Задание →
В котором часу утра, судя по дневниковой записи о погроме, стрельба разбудила автора?

Исходный текст →
* * *
28 июля. Погром. 1919.
В понедельник меня разбудила сильная пальба. Было всего 6 часов утра, когда я проснулась. Мама и наши хозяева были уже на ногах, все были в нашей комнате. Я очень испугалась и спросила в чем дело, но никто этого не знал и все были, также как и я, разбужены стрельбою. Я поскорее оделась и села на кушетку вся дрожа. Мама собрала самые необходимые вещи и приготовила их, на случай если надо будет бежать. Хозяева сделали тоже самое. Затем мы все сели и стали ждать. Стрельба не прекращалась. Я стала молиться, хотя не знала ни одной молитвы. Я своими словами просила Бога, чтобы мы остались живыми, и ничего бы не было. Все ставни были закрыты кроме одной, которую хозяин приоткрыл и смотрел через нее на улицу. На улице не видно было ни одного человека. Так прошло приблизительно полчаса.
* * *
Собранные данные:
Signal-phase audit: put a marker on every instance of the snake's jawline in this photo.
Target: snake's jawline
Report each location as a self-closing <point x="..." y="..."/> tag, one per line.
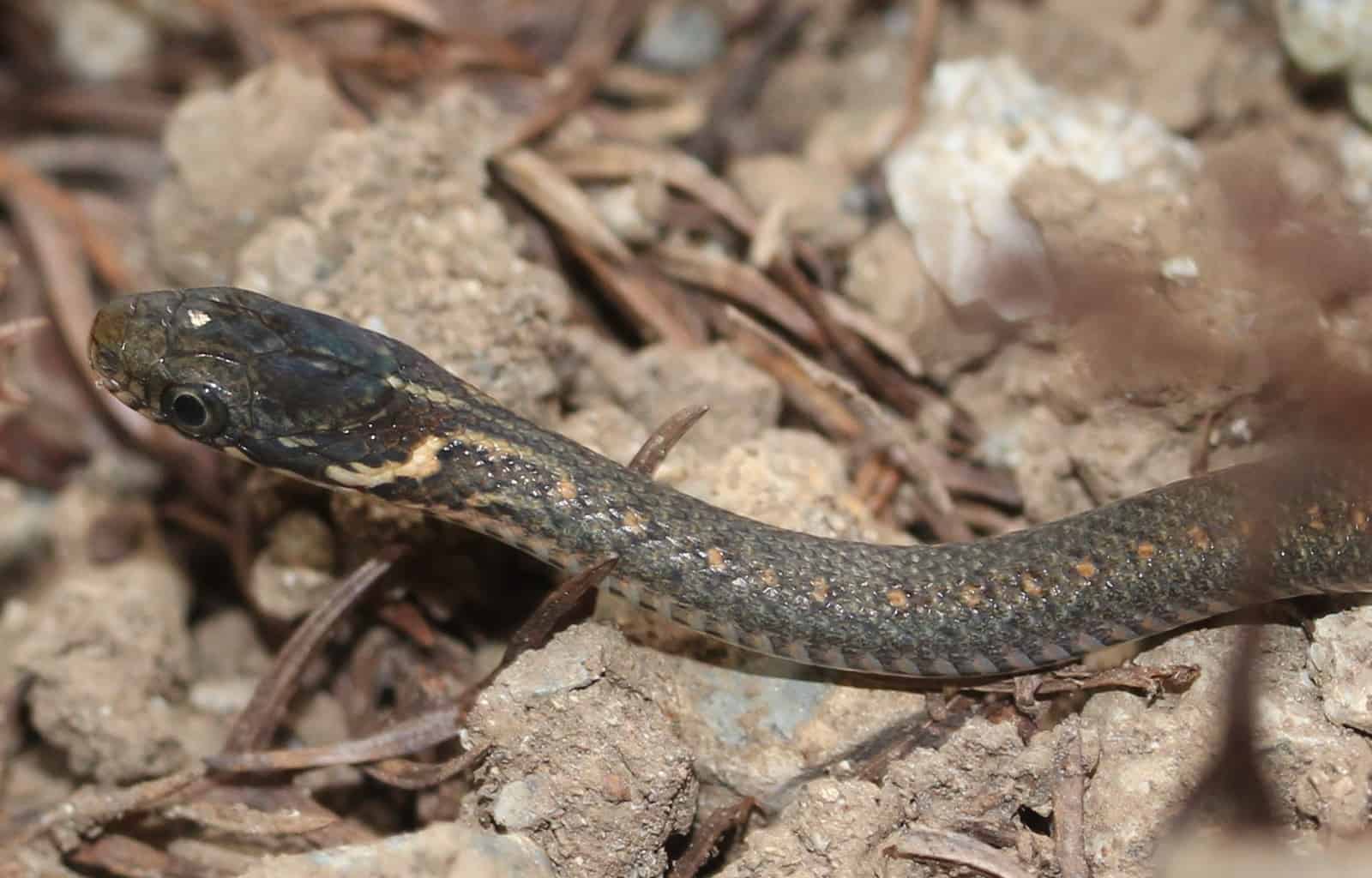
<point x="1020" y="601"/>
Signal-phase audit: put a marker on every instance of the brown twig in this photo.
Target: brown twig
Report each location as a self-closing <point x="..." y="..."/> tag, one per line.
<point x="258" y="720"/>
<point x="940" y="845"/>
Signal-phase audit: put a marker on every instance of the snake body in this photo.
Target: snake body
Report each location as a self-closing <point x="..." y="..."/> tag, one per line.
<point x="338" y="405"/>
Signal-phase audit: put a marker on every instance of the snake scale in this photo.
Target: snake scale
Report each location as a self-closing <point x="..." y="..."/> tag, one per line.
<point x="350" y="409"/>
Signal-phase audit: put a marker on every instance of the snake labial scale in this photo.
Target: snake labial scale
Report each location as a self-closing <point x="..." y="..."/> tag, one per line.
<point x="342" y="406"/>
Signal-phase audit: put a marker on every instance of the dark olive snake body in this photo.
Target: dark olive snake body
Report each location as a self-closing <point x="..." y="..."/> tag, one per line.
<point x="346" y="408"/>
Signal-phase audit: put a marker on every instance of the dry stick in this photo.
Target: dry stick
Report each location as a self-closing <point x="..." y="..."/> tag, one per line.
<point x="418" y="13"/>
<point x="924" y="39"/>
<point x="706" y="839"/>
<point x="431" y="727"/>
<point x="412" y="775"/>
<point x="948" y="847"/>
<point x="408" y="736"/>
<point x="745" y="82"/>
<point x="1069" y="795"/>
<point x="88" y="809"/>
<point x="649" y="301"/>
<point x="258" y="720"/>
<point x="587" y="65"/>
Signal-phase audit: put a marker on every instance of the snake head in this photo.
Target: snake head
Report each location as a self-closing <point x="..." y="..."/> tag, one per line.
<point x="281" y="386"/>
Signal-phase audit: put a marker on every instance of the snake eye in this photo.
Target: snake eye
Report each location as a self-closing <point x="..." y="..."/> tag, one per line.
<point x="196" y="411"/>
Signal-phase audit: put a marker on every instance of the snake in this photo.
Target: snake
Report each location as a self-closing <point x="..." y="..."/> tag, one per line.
<point x="342" y="406"/>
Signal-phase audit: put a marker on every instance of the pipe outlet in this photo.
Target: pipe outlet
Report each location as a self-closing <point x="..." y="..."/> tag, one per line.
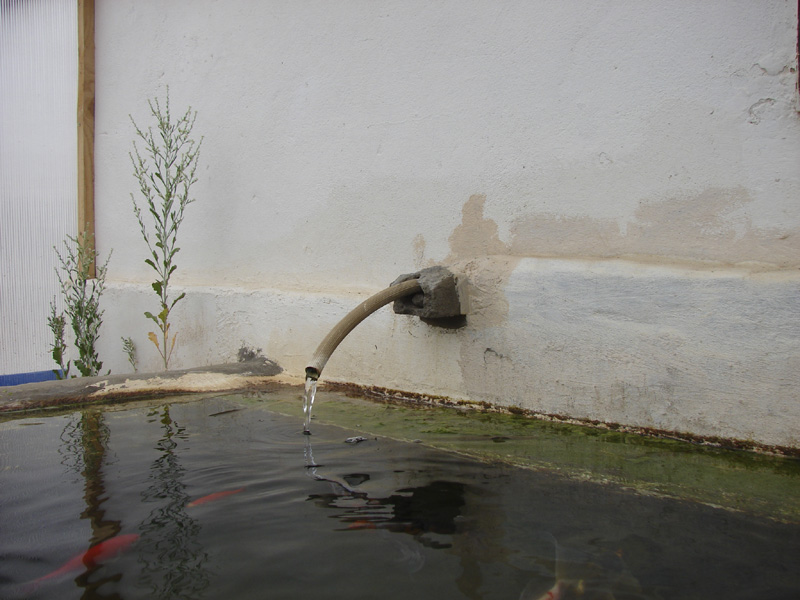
<point x="441" y="295"/>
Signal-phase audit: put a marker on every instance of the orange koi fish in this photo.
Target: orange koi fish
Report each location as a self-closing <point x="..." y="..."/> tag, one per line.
<point x="212" y="497"/>
<point x="93" y="556"/>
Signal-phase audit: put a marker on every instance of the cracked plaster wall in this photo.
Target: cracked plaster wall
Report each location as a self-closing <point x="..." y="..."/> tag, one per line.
<point x="619" y="181"/>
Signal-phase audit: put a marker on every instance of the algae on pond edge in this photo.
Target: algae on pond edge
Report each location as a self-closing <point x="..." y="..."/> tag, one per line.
<point x="767" y="486"/>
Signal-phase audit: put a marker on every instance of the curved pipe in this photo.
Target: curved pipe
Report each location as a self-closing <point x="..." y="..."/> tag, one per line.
<point x="353" y="318"/>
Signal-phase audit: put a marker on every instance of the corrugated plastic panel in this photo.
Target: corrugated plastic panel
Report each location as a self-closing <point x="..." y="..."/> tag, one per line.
<point x="38" y="170"/>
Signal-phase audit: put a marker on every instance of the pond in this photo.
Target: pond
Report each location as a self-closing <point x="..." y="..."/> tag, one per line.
<point x="224" y="497"/>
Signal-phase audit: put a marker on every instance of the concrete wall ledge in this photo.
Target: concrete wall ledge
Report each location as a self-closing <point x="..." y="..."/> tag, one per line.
<point x="87" y="390"/>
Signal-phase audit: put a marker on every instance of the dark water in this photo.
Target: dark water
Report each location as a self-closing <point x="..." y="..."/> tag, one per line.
<point x="315" y="517"/>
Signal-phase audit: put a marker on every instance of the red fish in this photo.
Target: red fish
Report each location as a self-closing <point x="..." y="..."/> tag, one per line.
<point x="212" y="497"/>
<point x="93" y="556"/>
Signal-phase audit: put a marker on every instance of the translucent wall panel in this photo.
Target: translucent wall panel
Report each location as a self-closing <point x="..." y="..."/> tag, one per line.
<point x="38" y="172"/>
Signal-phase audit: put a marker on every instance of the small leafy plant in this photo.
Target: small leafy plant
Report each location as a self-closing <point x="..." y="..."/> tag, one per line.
<point x="165" y="170"/>
<point x="129" y="348"/>
<point x="82" y="298"/>
<point x="57" y="324"/>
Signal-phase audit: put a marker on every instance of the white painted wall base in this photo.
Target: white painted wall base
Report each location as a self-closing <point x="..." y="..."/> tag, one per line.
<point x="709" y="352"/>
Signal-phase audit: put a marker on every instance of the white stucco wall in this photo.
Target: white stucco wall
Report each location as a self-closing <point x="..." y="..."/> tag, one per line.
<point x="619" y="181"/>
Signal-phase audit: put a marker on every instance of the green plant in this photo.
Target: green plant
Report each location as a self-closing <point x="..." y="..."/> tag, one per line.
<point x="165" y="175"/>
<point x="57" y="324"/>
<point x="130" y="351"/>
<point x="82" y="299"/>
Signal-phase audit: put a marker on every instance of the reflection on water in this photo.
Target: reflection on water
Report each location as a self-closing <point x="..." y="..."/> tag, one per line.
<point x="172" y="558"/>
<point x="276" y="517"/>
<point x="84" y="448"/>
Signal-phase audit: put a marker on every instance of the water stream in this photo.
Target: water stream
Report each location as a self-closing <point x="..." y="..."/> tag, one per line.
<point x="308" y="402"/>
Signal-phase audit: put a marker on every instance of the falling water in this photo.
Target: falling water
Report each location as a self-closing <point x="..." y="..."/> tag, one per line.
<point x="308" y="402"/>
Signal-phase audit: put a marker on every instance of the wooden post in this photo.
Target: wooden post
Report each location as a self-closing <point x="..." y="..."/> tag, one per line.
<point x="86" y="121"/>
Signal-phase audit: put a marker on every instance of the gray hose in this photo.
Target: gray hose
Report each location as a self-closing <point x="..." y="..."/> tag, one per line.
<point x="353" y="318"/>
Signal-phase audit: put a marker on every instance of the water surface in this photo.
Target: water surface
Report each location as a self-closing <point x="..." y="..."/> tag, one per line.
<point x="318" y="516"/>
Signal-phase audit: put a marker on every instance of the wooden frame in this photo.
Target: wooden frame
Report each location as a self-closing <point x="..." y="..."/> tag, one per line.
<point x="85" y="120"/>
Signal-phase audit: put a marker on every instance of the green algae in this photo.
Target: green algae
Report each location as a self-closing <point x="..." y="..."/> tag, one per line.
<point x="765" y="485"/>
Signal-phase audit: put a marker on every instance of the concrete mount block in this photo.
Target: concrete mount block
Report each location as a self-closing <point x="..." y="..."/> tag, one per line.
<point x="441" y="297"/>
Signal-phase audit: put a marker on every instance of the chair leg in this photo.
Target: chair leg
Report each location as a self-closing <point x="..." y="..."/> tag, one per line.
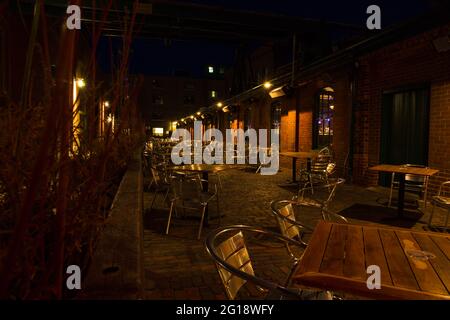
<point x="391" y="191"/>
<point x="170" y="216"/>
<point x="166" y="195"/>
<point x="154" y="198"/>
<point x="425" y="193"/>
<point x="218" y="208"/>
<point x="431" y="215"/>
<point x="446" y="219"/>
<point x="219" y="180"/>
<point x="201" y="222"/>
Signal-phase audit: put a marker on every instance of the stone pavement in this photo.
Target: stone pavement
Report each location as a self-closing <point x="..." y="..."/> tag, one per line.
<point x="177" y="265"/>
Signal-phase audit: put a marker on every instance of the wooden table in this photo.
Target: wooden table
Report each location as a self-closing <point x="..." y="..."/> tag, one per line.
<point x="309" y="155"/>
<point x="338" y="254"/>
<point x="403" y="170"/>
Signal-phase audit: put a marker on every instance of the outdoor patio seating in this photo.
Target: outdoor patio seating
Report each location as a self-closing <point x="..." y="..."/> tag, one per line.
<point x="442" y="199"/>
<point x="235" y="267"/>
<point x="186" y="192"/>
<point x="413" y="184"/>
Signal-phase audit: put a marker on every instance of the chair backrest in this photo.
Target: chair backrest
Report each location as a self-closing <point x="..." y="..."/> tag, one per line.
<point x="234" y="252"/>
<point x="324" y="193"/>
<point x="186" y="187"/>
<point x="285" y="214"/>
<point x="320" y="165"/>
<point x="159" y="175"/>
* * *
Готовый ответ →
В 6 часов утра.